→ **PROBLEM DETAILS**:
Set down exactly the lines from the one containing "Reviewer note: check that each instance of the shelf" through the end of the records below, both included, and nothing else.

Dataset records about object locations
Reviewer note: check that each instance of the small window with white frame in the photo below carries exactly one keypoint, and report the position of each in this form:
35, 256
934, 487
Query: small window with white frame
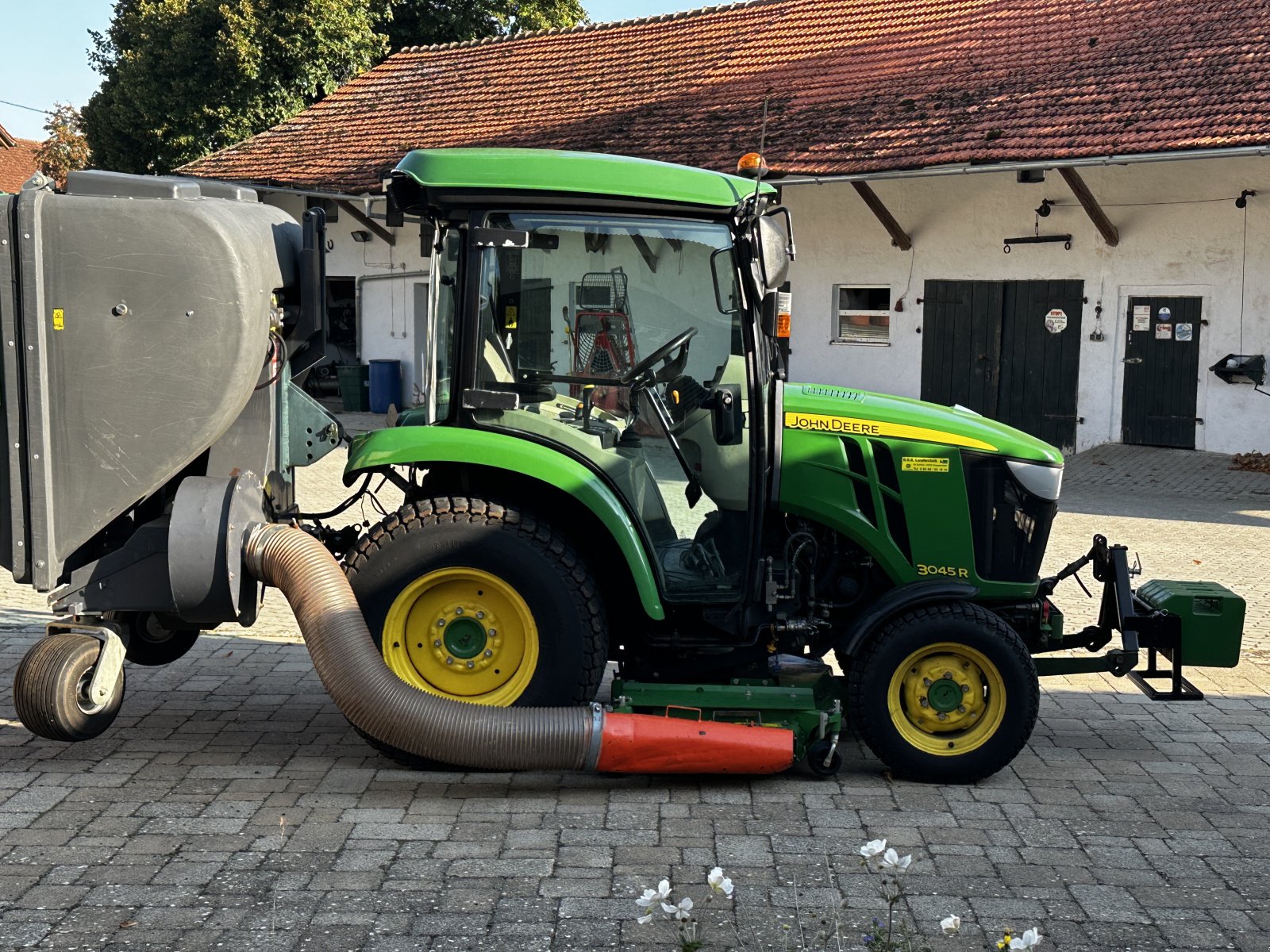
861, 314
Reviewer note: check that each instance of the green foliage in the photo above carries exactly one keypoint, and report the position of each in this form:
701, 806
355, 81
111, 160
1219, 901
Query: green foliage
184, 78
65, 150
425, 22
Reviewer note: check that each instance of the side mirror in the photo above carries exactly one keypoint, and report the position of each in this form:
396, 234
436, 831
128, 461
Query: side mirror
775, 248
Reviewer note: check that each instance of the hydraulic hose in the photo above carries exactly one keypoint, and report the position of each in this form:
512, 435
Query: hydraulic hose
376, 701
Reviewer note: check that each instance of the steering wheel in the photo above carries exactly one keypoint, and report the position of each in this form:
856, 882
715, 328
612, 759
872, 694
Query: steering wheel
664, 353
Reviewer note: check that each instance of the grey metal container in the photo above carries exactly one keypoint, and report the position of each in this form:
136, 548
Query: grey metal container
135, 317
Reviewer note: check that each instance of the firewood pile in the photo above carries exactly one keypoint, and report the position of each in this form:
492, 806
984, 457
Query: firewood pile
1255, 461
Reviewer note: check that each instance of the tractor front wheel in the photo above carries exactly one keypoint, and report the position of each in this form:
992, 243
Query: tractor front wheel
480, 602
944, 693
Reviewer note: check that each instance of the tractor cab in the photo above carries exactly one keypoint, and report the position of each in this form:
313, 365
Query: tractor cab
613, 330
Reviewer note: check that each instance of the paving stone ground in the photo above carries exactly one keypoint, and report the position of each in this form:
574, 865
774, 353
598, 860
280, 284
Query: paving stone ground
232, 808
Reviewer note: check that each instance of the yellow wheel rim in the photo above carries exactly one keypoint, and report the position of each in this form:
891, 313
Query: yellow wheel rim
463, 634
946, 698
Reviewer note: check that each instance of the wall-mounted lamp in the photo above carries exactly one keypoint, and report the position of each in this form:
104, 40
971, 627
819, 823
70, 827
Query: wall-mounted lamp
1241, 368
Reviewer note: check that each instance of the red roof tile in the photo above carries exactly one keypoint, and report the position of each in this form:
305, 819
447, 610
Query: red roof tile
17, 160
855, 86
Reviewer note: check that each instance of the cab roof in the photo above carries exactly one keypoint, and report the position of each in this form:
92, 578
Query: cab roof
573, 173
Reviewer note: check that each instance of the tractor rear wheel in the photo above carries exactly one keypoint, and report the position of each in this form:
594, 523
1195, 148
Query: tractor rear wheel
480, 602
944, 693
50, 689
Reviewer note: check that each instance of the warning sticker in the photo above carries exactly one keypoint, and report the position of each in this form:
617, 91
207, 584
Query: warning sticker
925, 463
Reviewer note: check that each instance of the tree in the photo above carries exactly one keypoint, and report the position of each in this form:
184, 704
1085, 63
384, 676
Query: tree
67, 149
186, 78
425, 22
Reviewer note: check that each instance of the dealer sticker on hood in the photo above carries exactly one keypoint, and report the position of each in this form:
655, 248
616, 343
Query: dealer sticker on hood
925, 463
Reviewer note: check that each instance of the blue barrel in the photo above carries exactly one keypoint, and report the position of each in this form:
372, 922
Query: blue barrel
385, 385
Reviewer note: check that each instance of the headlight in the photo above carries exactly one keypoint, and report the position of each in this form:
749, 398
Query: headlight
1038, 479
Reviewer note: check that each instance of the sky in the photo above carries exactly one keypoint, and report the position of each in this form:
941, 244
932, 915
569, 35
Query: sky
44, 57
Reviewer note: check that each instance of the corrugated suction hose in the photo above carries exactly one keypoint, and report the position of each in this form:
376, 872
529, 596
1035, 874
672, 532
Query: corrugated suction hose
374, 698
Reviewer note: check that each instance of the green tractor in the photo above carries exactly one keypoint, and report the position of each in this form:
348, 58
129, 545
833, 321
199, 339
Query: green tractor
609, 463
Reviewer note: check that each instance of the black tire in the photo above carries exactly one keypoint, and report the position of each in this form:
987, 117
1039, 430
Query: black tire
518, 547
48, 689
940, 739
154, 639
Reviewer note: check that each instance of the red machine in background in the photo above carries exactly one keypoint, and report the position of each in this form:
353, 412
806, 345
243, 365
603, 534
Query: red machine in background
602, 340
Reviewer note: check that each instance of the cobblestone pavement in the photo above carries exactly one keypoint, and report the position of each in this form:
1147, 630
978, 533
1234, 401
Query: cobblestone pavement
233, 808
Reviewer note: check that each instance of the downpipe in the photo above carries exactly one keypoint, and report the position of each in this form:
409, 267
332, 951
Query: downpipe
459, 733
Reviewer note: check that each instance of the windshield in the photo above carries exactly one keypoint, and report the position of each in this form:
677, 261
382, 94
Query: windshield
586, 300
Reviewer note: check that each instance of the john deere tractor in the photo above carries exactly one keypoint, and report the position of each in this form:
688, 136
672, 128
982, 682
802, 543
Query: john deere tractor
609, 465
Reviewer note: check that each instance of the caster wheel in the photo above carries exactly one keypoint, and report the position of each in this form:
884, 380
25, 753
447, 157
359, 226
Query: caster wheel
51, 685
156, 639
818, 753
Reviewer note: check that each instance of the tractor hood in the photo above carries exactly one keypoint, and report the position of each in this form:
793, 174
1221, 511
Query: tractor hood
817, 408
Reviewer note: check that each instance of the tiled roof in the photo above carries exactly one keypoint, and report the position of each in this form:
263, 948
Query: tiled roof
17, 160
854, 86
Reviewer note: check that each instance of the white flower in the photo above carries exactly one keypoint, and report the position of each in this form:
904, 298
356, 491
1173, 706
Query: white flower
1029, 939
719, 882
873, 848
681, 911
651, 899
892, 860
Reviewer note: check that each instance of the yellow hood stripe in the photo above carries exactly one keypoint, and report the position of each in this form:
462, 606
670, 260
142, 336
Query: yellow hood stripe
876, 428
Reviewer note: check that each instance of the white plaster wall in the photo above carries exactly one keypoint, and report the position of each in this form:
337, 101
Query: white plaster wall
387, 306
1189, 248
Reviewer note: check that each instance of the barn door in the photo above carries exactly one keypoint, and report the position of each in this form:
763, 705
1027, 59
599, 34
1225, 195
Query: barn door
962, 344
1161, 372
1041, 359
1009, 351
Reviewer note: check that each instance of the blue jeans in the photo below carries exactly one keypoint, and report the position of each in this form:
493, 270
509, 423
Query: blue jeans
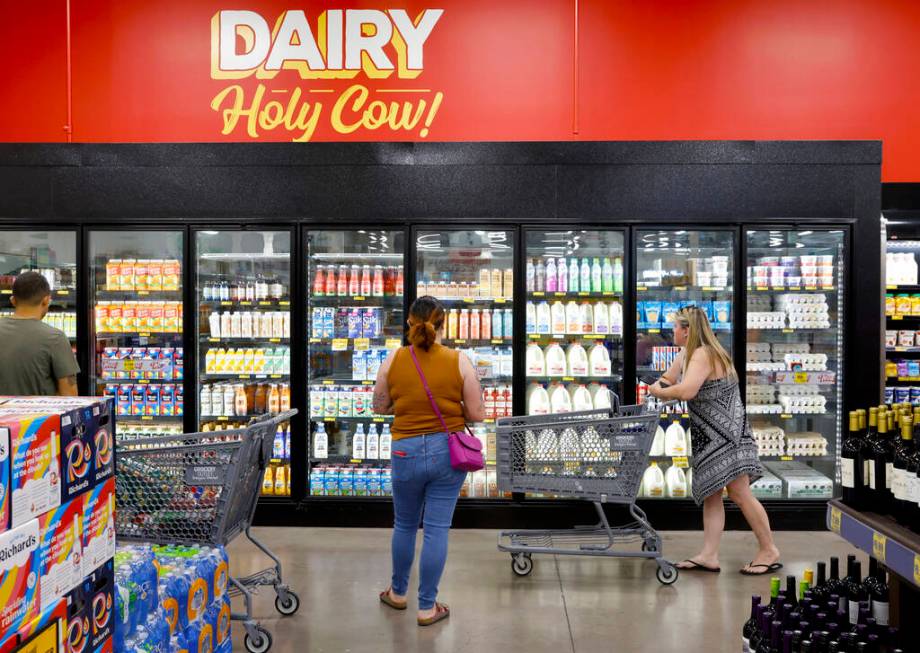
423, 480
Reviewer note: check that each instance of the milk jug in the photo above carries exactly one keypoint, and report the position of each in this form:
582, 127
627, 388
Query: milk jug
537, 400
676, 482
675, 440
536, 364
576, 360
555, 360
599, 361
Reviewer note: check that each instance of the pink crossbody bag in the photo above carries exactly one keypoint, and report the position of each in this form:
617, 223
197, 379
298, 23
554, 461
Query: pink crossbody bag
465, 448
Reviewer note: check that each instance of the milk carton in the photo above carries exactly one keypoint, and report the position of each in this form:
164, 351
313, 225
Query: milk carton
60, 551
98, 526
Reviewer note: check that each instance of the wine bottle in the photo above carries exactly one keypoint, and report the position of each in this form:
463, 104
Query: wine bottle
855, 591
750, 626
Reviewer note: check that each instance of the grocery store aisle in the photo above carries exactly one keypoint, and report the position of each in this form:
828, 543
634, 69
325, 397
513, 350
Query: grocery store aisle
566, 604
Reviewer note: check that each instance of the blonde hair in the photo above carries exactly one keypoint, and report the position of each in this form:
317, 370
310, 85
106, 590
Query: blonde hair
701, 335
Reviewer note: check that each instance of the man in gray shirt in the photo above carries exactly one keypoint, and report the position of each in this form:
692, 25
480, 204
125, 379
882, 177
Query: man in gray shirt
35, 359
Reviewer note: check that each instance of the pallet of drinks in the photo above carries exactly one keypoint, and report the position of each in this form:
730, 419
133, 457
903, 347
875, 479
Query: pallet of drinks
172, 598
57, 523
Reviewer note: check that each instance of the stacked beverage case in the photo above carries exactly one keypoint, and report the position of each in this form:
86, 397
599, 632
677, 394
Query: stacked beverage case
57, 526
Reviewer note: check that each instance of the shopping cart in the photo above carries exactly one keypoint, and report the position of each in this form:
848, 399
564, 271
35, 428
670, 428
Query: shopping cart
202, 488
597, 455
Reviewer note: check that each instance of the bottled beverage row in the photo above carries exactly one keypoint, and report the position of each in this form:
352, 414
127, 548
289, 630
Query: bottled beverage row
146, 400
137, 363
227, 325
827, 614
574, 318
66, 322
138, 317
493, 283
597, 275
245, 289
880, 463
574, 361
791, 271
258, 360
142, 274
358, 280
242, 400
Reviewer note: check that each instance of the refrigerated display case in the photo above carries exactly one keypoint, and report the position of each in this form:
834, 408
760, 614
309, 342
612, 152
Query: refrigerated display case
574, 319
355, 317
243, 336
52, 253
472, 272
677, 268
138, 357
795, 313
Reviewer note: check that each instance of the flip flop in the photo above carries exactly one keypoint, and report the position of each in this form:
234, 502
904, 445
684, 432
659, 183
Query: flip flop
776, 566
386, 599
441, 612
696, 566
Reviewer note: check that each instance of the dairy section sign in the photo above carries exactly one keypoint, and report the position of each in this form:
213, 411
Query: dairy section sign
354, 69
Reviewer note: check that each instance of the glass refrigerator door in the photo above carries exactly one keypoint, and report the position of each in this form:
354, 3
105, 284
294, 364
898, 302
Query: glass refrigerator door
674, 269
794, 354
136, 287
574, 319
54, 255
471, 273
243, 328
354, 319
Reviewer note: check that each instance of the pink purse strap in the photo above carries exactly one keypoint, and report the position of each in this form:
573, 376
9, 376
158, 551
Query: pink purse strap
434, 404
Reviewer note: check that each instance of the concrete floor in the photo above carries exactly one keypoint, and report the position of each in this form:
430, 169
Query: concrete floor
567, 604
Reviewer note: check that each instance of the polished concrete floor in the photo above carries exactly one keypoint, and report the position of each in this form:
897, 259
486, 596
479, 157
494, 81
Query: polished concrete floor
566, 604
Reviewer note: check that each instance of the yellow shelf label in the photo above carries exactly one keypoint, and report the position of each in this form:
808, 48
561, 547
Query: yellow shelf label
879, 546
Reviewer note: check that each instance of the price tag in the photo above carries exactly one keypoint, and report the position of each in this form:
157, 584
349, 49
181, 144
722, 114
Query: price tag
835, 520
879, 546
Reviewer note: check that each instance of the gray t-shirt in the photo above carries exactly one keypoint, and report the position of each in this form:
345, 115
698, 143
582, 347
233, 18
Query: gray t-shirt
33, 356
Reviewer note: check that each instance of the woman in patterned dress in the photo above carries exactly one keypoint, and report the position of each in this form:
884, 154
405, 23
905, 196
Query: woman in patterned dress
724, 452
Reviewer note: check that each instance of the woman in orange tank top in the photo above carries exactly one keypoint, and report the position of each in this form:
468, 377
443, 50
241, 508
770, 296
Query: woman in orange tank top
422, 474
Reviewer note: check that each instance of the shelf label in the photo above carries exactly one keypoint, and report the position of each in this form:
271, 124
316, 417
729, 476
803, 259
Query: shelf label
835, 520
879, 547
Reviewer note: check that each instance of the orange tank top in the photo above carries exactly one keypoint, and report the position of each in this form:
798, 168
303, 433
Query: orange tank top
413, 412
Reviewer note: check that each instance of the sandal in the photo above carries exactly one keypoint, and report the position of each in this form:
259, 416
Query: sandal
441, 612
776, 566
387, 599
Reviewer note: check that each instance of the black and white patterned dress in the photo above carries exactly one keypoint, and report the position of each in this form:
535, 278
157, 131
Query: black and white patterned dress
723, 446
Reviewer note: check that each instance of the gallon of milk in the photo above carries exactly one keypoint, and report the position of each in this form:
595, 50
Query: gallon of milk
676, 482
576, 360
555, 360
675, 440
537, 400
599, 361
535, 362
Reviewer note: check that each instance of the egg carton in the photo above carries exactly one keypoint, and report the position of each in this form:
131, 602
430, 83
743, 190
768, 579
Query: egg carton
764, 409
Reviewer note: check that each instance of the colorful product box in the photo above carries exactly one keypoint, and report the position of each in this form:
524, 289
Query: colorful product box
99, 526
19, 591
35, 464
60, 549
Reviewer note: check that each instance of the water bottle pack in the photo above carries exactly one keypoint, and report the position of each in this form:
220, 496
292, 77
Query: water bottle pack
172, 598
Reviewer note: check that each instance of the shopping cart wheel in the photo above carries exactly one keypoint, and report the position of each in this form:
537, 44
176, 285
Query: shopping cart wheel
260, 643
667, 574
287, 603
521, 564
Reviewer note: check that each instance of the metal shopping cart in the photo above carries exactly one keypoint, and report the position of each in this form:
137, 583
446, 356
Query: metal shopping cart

→ **COMPLETE ANSWER**:
Reviewer note: check that each instance of the shelf label in the photo above carries exactly one keypoint, and report the position of each in this form:
271, 124
316, 417
729, 476
803, 259
Query: shelf label
835, 520
879, 547
Reviewer note: check that each instance of the orange tank top in the photo above carries exactly one keypoint, and report the position of each in this form:
798, 168
303, 433
Query: orange tank top
413, 412
Reviewer note: check that each instance of the sandal in the photo above carries exactly one keypoint, and report the position of each in this form:
259, 416
Query: sandal
441, 612
776, 566
387, 599
Reviewer note: check that each instance of the black and white patterned dress in the photo above carries exactly one keypoint, and report the position of each in this form:
535, 278
157, 131
Query: black and white patterned dress
723, 446
Reviewer note: check that each instance of the gallon of milk in the photo above carries exactly one keypoint, and report the position of each in this form:
595, 50
Query: gallon of milk
676, 482
576, 360
555, 360
675, 440
537, 400
599, 361
535, 362
Reviewer note: check that each instance of the egg carton in the photo above carries exactly one keypoint, and report the position of each in this form:
131, 602
430, 83
743, 190
768, 579
Query: egg carton
764, 409
Reviewer note: check that each instance of the colorful product box in the photo above carries exactly one keypoint, and report the position of each in this form:
524, 289
Query: colorful product box
99, 526
19, 591
35, 464
60, 549
Reviewer note: check that each instance of the water bottle pack in the photo above carries exactly one keypoint, and report the position of each in this form:
220, 496
292, 77
Query: water bottle pack
172, 598
Reviewer note: check that each instance of the shopping cart wheel in the photo above carries exactly one keypoint, and report the position of each in this form:
537, 44
176, 285
Query: shopping cart wheel
260, 643
667, 574
287, 603
521, 564
Reviewer note: check that each instance of the metal shopping cart in the photo above carries exactly one keypoint, and report the position of each in this form:
137, 583
446, 356
Query: metal shopping cart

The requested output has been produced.